◆ The task
Set down exactly the stretch of lines below that opens at the line containing "Where can you find the sky?" and continues through the last line of the entries, and nothing else.

◆ Collected data
=-=-=

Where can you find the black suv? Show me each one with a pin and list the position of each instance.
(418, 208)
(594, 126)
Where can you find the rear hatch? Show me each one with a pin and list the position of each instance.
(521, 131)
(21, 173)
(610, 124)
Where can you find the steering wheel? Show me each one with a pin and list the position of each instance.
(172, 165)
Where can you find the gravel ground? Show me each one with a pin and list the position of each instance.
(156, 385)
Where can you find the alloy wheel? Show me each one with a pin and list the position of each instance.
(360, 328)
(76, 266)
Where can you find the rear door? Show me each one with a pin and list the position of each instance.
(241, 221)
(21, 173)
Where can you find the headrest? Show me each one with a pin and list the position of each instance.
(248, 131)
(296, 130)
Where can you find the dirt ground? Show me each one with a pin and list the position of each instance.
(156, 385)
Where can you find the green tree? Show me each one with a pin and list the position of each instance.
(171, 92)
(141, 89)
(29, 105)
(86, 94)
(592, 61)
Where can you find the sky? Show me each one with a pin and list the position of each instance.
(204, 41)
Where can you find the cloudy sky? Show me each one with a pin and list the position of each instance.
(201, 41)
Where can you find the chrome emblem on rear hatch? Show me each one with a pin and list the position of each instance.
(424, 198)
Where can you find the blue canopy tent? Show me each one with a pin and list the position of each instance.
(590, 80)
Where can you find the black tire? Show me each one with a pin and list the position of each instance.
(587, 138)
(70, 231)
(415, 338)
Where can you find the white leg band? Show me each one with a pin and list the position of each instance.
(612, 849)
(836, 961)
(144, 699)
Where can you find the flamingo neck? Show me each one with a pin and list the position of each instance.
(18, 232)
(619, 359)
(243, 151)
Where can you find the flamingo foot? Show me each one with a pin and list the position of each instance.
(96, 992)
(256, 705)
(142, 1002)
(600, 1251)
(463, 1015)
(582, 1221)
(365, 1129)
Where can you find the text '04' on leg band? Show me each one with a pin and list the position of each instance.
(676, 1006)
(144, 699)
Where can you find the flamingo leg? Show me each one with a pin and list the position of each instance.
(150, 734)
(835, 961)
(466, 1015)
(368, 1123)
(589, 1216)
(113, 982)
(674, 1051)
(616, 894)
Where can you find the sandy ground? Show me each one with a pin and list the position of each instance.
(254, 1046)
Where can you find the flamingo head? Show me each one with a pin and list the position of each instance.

=-=-=

◆ Result
Where can you find the sky? Show me each one with a pin and list the position of each instance.
(204, 41)
Where can you find the cloudy sky? Show me each one with a pin and list the position of each instance.
(201, 41)
Where can you find the chrome emblem on rear hatch? Show me each one with a pin and list the position of each instance.
(424, 198)
Where can you find the blue canopy tent? Show me each one with a pin and list the position of each instance.
(590, 80)
Where can you find the black tire? Show me each one with a pin and list the position of each instance.
(587, 138)
(70, 231)
(415, 338)
Where can you find the white leg band? Show me each one with a pin and list the position of each instance.
(612, 849)
(836, 961)
(144, 699)
Where can you find the flamingo neck? Show me each one with a pin and list the position of each instance.
(18, 232)
(619, 359)
(243, 151)
Where can you find the flamingo foot? Show me each one with a pin and list the position of each instance.
(96, 992)
(256, 705)
(142, 1002)
(600, 1251)
(463, 1015)
(582, 1221)
(365, 1129)
Where can you find the text '04' on leg band? Show me each one with a pin and list the position of each instance.
(676, 1006)
(144, 699)
Where can you find the flamingo leg? Show me each one with a pin and list the position of each instance.
(150, 734)
(835, 961)
(466, 1015)
(368, 1123)
(589, 1216)
(113, 982)
(674, 1051)
(616, 894)
Where can you find the sandy ground? Show me each one with a pin and list the position of each instance.
(254, 1046)
Where can you find the flamingo head? Show me each one with a pin and list the position of each instance.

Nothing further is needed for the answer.